## [Task statement]
Rewrite the listing with every "gray wall" changed to "stone wall" and everything else left as it is. Leave out the pictures.

---*---

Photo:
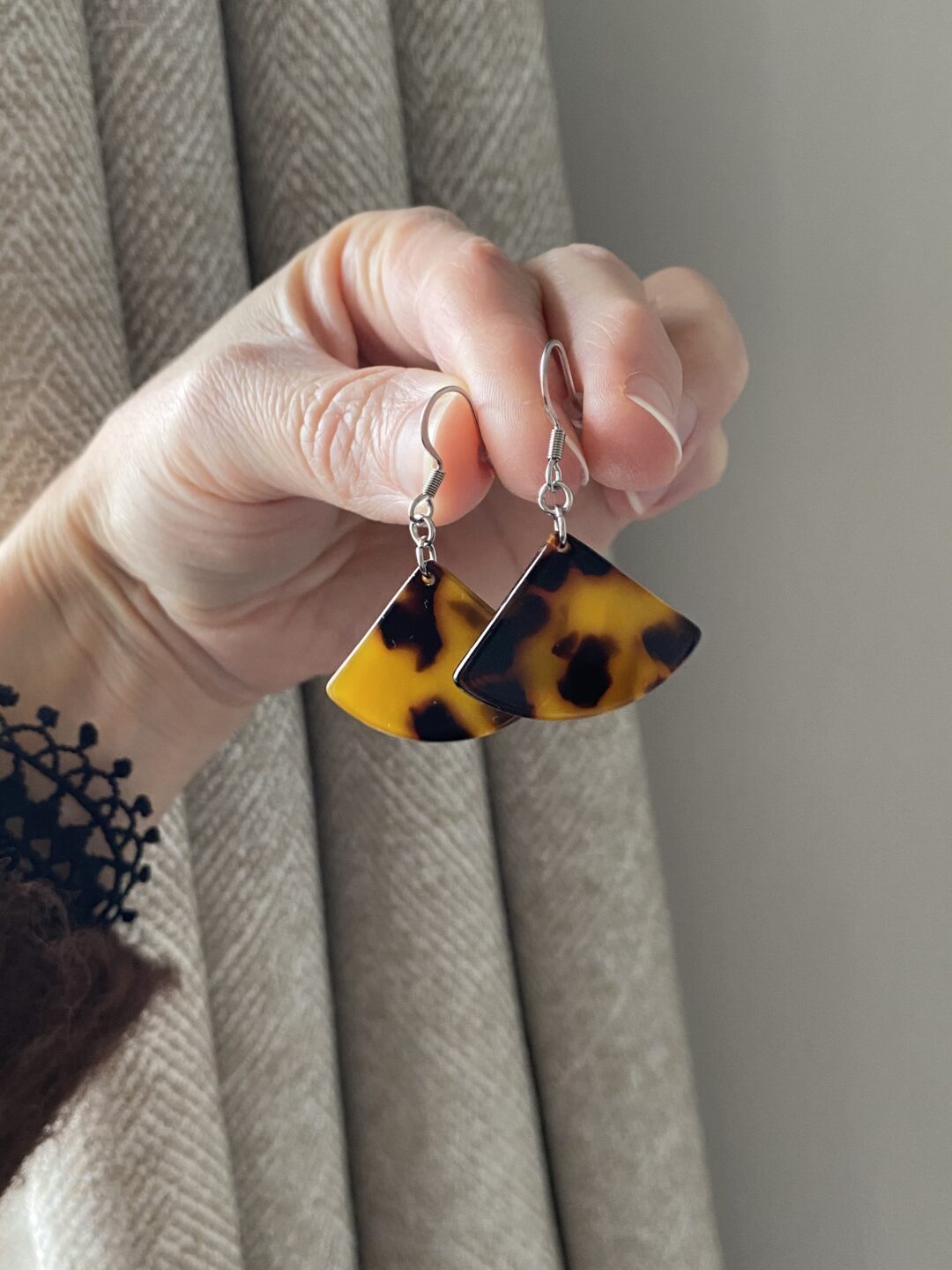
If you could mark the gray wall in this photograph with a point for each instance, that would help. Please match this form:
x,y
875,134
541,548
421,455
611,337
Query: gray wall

---*---

## [Expected answer]
Photo:
If you could mark the stone wall in this photograph with a point for each instance, that would help. Please match this form:
x,y
875,134
541,548
421,455
611,337
Query: stone wall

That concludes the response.